Directions
Word for word, reproduce all of the entries shown below.
-- Dataset excerpts follows --
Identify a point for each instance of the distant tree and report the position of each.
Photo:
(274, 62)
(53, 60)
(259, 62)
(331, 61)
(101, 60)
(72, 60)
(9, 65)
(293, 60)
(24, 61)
-- Dataset excerpts concluded --
Response to this exercise
Identify a point for each instance of the distant tree and report the position of each.
Photo:
(274, 62)
(53, 60)
(259, 62)
(331, 61)
(101, 60)
(72, 60)
(9, 65)
(293, 60)
(24, 61)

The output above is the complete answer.